▸ **Written exercise**
Rewrite the part of the listing that starts with the line containing "locate the dirt", keeping that line and everything through the end of the listing. Keep the requests and their sample coordinates unchanged, but multiply each pixel coordinate in the answers by 2.2 and round it to a whole number, with halves rounding up.

[START OF Provided data]

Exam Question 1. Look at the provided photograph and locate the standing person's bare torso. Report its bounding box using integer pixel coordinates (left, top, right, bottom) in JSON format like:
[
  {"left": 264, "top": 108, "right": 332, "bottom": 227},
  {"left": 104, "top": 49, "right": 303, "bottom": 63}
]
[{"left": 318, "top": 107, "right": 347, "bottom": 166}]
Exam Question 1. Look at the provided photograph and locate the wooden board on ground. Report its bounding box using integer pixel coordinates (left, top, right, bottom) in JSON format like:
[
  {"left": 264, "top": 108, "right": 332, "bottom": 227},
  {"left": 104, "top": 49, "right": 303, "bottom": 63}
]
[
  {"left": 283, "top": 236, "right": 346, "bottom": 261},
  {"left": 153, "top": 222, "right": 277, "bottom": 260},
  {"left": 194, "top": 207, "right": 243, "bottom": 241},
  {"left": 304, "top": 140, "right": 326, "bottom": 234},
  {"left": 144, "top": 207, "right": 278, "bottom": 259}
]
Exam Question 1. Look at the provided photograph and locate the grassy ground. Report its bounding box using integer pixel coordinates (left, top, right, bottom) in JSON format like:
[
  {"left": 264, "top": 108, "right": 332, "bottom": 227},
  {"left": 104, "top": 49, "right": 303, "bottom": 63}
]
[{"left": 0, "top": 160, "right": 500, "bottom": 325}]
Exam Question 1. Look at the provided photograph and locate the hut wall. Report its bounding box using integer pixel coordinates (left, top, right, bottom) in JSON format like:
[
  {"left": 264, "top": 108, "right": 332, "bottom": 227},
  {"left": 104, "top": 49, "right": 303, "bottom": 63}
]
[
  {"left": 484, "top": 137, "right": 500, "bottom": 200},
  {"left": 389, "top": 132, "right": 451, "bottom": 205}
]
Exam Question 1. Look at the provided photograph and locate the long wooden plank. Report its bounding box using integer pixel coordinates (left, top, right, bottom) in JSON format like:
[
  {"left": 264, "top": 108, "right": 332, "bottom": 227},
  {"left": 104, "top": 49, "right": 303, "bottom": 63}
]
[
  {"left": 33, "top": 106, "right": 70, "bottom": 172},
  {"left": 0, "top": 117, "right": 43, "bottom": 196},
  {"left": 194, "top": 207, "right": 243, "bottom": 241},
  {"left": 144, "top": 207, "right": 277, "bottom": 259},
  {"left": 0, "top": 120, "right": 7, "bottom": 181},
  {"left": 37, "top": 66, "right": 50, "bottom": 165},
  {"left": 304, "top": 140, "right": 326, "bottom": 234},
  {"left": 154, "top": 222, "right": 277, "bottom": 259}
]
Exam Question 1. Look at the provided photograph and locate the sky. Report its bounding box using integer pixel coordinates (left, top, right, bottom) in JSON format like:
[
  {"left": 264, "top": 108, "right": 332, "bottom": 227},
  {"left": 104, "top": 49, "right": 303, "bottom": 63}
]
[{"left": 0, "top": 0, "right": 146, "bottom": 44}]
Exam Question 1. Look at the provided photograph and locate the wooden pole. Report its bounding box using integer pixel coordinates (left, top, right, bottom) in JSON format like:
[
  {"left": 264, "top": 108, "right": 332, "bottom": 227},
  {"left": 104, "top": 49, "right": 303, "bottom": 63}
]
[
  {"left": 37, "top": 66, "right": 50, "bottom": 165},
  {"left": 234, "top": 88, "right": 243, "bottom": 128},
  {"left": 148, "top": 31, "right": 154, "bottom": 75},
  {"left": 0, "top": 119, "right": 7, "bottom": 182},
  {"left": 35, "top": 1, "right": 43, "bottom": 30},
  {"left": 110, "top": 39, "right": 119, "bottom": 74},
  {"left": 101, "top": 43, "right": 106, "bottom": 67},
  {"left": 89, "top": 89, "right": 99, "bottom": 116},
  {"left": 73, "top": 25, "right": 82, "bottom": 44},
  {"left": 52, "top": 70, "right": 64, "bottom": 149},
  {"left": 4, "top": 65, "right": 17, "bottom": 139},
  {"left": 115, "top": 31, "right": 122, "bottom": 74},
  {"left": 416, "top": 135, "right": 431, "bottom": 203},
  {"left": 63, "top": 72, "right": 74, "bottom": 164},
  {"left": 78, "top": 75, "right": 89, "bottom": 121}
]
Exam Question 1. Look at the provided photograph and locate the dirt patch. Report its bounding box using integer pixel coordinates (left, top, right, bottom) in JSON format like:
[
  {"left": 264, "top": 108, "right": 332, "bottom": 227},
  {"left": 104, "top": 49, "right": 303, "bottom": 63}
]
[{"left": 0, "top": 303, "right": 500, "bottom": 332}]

[END OF Provided data]

▸ **Solution to the exercise**
Exam Question 1. Look at the provided photograph and locate the dirt patch. Report its bounding box using integer pixel coordinates (left, top, right, bottom) in JSON format like:
[
  {"left": 264, "top": 108, "right": 332, "bottom": 227},
  {"left": 104, "top": 49, "right": 303, "bottom": 63}
]
[{"left": 0, "top": 667, "right": 1100, "bottom": 730}]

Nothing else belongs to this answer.